EXTRAIT:
>>>

Modifier la taille du texte

Modifier la taille du texte

Imprimer cet article

Commenter cet article

BEIJING INFORMATION
CULTURE Vidéos ÉDUCATION ET SCIENCES Panorama du Tibet VOYAGE E-MAIL
À LA UNE
Publié le 10/01/2014
Les liens affectifs avec la France

Un entretien avec Cai Fangbai, ancien ambassadeur de Chine en France

Depuis 1964, les relations sino-françaises sont passées par trois phases: après un développement dans des conditions favorables, elles sont tombées au plus bas avant l'établissement d'un partenariat stratégique global. A l'approche du 50e anniversaire du rapprochement entre les deux pays, Beijing Information rencontre un ancien diplomate qui a été témoin de grands événéments qui ont marqué cette amitié particulière.   

Yang Jiaqing

La prise de rendez-vous pour cet entretien avec l'ancien ambassadeur de Chine en France et en Suisse, Cai Fangbai, n'a pas été chose facile. Il a pris sa retraite en 2004, mais reste toujours très actif. Il est notamment responsable du Comité consultatif politique du ministère des Affaires étrangères et président d'honneur de l'Association chinoise des anciens diplomates. Il dirige par ailleurs le PEN Club des diplomates. C'est finalement au cœur de l'hiver, au siège de l'Association des anciens étudiants de retour d'Europe et des Etats-Unis, à proximité de la place Tiananmen, que l'entretien avec M. Cai Fangbai s'est finalement déroulé.

Cai Fangbai (Photo: Shi Gang)

Ce retraité toujours actif portait une paire de lunettes dont l'imposante monture laisse entrevoir un visage souriant. Avec sa voix enjouée, il marque son interlocuteur par sa présence. A plus de 70 ans, il reste encore alerte et vif. C'est devant une tasse de thé et dans un climat détendu que l'entretien de deux heures avec M. Cai s'est déroulé.

<<<

CONSIGNE: Indiquez, s'il vous plaît, l'année où Cai Fangbai a pris sa retraite selon l'extrait.

DONNÉES AFFICHÉES:

>>>

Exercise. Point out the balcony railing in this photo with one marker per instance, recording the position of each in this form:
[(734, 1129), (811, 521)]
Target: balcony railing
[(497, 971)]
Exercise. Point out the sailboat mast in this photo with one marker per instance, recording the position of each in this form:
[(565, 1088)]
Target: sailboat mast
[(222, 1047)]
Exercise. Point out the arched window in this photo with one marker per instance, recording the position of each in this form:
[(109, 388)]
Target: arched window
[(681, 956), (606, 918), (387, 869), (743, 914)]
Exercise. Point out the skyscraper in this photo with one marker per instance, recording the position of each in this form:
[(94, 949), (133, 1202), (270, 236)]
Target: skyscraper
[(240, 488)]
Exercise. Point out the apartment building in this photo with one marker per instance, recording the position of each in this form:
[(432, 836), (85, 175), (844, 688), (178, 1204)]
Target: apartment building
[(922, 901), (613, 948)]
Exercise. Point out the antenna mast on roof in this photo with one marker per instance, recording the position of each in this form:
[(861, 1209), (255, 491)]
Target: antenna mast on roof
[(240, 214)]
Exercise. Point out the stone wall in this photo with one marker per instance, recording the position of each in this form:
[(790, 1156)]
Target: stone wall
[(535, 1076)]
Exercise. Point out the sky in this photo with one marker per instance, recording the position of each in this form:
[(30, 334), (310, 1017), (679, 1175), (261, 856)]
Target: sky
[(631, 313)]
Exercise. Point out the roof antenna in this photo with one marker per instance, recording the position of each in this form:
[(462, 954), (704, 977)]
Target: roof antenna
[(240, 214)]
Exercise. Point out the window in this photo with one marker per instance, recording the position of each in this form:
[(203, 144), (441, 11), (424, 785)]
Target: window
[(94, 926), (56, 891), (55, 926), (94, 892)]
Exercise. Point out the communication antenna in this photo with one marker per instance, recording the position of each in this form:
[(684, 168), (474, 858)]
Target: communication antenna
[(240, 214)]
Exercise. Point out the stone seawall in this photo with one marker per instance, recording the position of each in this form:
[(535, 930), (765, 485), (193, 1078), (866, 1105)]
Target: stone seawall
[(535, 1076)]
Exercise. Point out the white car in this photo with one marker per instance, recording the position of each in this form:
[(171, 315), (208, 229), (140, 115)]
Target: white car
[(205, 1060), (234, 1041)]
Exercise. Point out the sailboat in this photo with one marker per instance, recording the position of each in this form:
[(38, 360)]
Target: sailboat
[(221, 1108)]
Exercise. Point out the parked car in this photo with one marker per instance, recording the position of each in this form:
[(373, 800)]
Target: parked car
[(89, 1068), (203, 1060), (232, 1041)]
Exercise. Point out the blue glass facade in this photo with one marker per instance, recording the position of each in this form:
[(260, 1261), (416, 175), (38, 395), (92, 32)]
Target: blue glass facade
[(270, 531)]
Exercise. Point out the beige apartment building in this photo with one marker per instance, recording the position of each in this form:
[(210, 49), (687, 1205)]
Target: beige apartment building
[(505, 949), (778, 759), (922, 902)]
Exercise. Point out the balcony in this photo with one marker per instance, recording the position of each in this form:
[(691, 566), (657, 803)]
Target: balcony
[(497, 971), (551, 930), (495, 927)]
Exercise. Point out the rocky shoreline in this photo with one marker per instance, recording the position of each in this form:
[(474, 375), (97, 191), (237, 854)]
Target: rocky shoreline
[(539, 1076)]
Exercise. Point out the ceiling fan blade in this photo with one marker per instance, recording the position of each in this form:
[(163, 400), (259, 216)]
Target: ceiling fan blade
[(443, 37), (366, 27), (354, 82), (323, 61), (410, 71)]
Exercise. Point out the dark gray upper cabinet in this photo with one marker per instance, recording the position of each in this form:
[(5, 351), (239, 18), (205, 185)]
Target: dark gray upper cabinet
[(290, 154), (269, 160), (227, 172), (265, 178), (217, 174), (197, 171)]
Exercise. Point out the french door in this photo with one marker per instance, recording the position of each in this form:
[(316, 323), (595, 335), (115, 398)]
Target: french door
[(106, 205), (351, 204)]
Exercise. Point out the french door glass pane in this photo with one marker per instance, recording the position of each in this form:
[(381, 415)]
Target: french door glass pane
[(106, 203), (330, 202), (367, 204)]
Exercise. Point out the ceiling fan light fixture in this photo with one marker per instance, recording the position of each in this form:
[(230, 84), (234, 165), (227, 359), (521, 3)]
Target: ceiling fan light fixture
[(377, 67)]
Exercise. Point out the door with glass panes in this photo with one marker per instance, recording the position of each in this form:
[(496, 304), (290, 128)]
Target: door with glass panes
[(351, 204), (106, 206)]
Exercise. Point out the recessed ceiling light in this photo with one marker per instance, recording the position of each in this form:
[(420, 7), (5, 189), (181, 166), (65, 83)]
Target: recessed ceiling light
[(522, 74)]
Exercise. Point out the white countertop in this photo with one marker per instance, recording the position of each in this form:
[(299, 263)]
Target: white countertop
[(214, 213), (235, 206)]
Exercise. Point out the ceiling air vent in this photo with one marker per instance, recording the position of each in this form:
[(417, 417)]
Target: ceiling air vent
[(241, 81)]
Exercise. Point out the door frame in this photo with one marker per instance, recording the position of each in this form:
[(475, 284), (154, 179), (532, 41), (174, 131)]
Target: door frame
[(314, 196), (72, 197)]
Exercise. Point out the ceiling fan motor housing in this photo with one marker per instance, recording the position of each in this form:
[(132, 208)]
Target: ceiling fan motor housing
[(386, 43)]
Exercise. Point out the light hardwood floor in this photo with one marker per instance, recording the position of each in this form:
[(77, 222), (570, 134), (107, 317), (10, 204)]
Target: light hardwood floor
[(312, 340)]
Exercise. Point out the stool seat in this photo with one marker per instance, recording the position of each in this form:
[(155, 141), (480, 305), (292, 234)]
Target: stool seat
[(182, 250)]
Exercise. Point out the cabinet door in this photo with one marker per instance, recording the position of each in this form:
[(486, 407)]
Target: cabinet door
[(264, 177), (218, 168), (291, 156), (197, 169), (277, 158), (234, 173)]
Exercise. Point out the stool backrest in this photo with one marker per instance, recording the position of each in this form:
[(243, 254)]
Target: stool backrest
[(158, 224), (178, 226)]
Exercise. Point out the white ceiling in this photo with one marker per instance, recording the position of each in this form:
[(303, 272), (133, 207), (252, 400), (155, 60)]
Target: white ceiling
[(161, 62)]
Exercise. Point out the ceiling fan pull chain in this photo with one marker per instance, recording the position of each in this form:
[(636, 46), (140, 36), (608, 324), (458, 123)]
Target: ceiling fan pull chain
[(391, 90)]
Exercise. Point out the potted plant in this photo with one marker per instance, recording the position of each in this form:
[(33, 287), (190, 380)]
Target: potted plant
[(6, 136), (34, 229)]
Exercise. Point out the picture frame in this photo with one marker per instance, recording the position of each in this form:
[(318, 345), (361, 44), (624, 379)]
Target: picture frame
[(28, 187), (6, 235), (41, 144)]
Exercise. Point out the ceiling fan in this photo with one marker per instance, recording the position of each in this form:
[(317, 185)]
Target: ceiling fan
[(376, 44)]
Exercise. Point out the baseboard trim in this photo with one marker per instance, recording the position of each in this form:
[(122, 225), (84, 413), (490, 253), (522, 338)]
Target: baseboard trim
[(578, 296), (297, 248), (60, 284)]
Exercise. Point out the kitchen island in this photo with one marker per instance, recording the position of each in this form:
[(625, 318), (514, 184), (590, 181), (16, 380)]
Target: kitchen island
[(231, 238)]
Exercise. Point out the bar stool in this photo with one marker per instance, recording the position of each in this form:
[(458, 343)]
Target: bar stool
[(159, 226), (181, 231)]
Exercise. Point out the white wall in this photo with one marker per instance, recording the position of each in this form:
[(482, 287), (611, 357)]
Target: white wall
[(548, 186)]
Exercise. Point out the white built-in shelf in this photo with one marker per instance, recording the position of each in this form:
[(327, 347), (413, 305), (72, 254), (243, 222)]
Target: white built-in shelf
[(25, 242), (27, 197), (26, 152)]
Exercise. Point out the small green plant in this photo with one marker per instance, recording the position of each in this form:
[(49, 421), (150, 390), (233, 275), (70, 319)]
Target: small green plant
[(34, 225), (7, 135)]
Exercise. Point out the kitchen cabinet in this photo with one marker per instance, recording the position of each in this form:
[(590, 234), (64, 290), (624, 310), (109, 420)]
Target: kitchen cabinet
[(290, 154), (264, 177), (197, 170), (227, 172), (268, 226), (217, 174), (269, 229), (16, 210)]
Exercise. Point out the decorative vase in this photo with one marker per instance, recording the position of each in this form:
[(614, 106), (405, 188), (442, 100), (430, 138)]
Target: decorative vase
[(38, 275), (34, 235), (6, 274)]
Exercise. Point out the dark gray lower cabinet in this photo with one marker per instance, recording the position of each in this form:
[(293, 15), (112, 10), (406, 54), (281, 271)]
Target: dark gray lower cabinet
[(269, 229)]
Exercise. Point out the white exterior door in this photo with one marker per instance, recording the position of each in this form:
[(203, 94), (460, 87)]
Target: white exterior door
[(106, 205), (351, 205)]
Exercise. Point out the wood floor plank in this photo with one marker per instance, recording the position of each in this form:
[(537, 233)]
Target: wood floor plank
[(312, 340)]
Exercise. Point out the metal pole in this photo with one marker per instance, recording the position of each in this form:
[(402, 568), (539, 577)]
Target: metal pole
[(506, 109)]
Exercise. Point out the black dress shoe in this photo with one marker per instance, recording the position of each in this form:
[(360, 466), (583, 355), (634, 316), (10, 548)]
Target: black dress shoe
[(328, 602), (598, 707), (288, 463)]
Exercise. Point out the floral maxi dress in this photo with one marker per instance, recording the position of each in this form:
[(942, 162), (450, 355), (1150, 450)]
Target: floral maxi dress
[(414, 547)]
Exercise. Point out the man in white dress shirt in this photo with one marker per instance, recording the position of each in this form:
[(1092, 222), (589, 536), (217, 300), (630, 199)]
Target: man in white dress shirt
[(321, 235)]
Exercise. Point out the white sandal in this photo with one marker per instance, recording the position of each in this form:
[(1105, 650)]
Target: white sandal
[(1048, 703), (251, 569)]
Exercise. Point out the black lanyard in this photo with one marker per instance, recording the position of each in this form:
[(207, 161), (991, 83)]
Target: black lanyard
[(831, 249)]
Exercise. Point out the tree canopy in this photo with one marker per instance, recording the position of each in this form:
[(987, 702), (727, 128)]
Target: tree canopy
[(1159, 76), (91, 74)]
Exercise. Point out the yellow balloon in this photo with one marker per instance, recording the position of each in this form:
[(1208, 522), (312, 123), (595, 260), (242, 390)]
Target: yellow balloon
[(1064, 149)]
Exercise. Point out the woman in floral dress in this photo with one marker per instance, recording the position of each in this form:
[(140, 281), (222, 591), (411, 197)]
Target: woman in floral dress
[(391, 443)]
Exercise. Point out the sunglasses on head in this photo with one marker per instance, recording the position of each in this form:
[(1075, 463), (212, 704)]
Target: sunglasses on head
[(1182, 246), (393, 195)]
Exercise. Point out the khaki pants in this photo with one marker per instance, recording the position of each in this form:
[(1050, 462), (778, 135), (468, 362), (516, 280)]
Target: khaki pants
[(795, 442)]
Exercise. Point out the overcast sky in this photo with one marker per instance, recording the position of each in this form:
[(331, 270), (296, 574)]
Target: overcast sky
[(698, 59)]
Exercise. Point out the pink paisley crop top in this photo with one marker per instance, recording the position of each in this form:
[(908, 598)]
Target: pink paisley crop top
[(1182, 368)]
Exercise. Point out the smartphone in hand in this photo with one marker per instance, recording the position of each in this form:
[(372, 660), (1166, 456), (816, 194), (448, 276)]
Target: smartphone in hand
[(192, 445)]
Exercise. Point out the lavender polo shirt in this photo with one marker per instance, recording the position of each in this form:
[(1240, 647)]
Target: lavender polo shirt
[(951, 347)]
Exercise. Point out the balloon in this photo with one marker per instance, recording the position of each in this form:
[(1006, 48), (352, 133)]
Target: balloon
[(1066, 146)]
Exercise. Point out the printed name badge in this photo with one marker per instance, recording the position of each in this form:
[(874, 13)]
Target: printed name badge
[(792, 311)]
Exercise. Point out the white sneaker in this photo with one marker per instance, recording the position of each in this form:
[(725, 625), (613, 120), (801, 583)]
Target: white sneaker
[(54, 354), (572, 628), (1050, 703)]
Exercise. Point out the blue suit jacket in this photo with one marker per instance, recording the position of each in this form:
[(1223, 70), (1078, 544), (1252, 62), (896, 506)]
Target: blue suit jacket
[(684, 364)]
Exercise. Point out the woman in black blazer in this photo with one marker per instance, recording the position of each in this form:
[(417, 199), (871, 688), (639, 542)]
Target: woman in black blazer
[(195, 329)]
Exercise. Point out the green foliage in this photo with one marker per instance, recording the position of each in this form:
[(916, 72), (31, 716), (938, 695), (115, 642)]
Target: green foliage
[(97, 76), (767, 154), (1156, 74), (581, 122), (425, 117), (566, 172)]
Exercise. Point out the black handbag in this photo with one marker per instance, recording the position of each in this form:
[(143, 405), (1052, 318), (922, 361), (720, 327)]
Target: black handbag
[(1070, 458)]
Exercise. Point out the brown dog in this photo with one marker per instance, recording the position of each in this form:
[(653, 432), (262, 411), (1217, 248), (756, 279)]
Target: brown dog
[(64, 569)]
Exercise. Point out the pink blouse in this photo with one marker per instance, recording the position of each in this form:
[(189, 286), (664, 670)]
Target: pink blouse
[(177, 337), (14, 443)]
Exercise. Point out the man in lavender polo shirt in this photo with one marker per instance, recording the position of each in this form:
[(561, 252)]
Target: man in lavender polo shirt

<<<

RÉSULTAT DE L'EXERCICE: Cai Fangbai a pris sa retraite en 2004.